# Pedido A
Reproduza sem alterações a parte do trecho da página que vai de "Ambos se declararam" até "por vários anos.".
# Pedido B
Responda com base no trecho da página:
(i) Qual era o nome da igreja de Jorge Mercedes Cedeño?
(ii) Em que mês e ano os dois pastores foram presos pela polícia colombiana?
(iii) Quantos membros tem o grupo liderado por "Otoniel", segundo a polícia?

# Trecho da página
»»
O vídeo que documenta o culto de cura, publicado no YouTube em 2012, mostra em seguida outro fiel que, exibindo seu braço esquerdo, pega o microfone. “Eu tinha uma dor forte aqui. Quando o pastor orou, senti um imenso calor e ele começou a tremer”, diz.

O “pastor Jorge” que despertava tanta devoção nos fiéis é Jorge Mercedes Cedeño. Ele tinha sua própria igreja chamada El Rugido del León (O Rugido do Leão), no leste da República Dominicana. O Rugido do Leão também estava presente na Colômbia, e o dominicano visitou o país em diversas ocasiões como pregador convidado, segundo notícias da época. O dominicano também era membro da ONG Organização Paz Colombiana, presidida pelo pastor colombiano Orlando Arce Ortiz, que dizia ser bispo anglicano e era líder de outra igreja no país.

Os dois foram presos pela polícia colombiana em maio de 2015, suspeitos de lavagem de dinheiro por meio das igrejas e da ONG. A Procuradoria-Geral da Colômbia depois acusou o “pastor Jorge” de “ter usado seu papel de líder religioso para adquirir bens no exterior em troca de grandes quantidades de dinheiro que foram enviadas ao seu país como supostas oferendas de fiéis”.

Arce Ortiz foi acusado de administrar a logística, a documentação e as conexões políticas nas operações de lavagem de dinheiro.

Ambos se declararam responsáveis por administrar as finanças e comprar propriedades para Los Urabeños, um grupo liderado por Dairo Antonio Úsuga David, conhecido como "Otoniel". Atualmente chamado de Clã do Golfo pelo governo colombiano, trata-se de uma das organizações criminosas mais perigosas da Colômbia, com cerca de 1600 membros e responsável por centenas de sequestros e assassinatos de civis inocentes, segundo informações da polícia.

​Os dois homens criaram uma religião e enganaram fiéis que acreditavam honestamente em seus milagres para lavar o dinheiro sujo e manchado de sangue da rede de traficantes de drogas e de violações de direitos humanos da Colômbia. Regras frouxas ou inexistentes que protegem religiões permitiram a essa rede internacional ficar impune por vários anos.

Este é provavelmente o caso mais extremo de abuso de uma religião e da fé de seus seguidores encontrado pela investigação transfronteiriça Paraísos de Dinheiro e Fé, mas não é o único.

Columbia Journalism Investigations (CJI), o Centro Latinoamericano de Jornalismo Investigativo (CLIP), OCCRP e nove meios de comunicação da região encontraram vários outros casos —alguns comprovados e outros em investigação— que sugerem que há muitas conexões entre igrejas e líderes religiosos com atividades financeiras ilícitas.

A colaboração jornalística elaborou uma base de dados com casos judiciais recentes que relacionavam lavagem de dinheiro e delitos adjacentes —como tráfico de drogas— com grupos religiosos de quaisquer crenças e denominações nas Américas.
««
# Dados extraídos
»»
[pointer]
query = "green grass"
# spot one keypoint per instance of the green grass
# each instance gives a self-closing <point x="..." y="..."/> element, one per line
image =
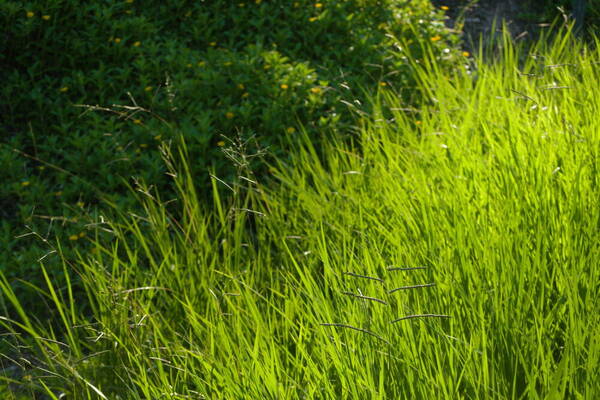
<point x="160" y="70"/>
<point x="490" y="185"/>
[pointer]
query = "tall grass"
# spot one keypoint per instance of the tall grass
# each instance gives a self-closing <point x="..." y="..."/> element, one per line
<point x="488" y="193"/>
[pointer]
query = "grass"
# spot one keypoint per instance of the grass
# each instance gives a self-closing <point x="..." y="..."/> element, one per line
<point x="286" y="286"/>
<point x="90" y="86"/>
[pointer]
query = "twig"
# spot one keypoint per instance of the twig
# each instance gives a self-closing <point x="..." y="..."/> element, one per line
<point x="411" y="287"/>
<point x="360" y="296"/>
<point x="374" y="278"/>
<point x="356" y="329"/>
<point x="404" y="269"/>
<point x="421" y="316"/>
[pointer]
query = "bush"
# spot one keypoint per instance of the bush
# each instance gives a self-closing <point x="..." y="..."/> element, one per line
<point x="157" y="70"/>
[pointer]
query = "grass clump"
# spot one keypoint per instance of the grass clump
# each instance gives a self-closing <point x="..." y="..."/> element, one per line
<point x="206" y="68"/>
<point x="490" y="185"/>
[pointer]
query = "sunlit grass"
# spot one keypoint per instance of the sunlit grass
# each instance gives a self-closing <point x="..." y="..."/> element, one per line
<point x="489" y="191"/>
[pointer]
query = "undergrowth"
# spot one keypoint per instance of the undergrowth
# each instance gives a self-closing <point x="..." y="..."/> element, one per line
<point x="451" y="252"/>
««
# Resposta A
Ambos se declararam responsáveis por administrar as finanças e comprar propriedades para Los Urabeños, um grupo liderado por Dairo Antonio Úsuga David, conhecido como "Otoniel". Atualmente chamado de Clã do Golfo pelo governo colombiano, trata-se de uma das organizações criminosas mais perigosas da Colômbia, com cerca de 1600 membros e responsável por centenas de sequestros e assassinatos de civis inocentes, segundo informações da polícia.

​Os dois homens criaram uma religião e enganaram fiéis que acreditavam honestamente em seus milagres para lavar o dinheiro sujo e manchado de sangue da rede de traficantes de drogas e de violações de direitos humanos da Colômbia. Regras frouxas ou inexistentes que protegem religiões permitiram a essa rede internacional ficar impune por vários anos.

# Resposta B
(i) El Rugido del León (O Rugido do Leão).
(ii) Em maio de 2015.
(iii) Cerca de 1600 membros.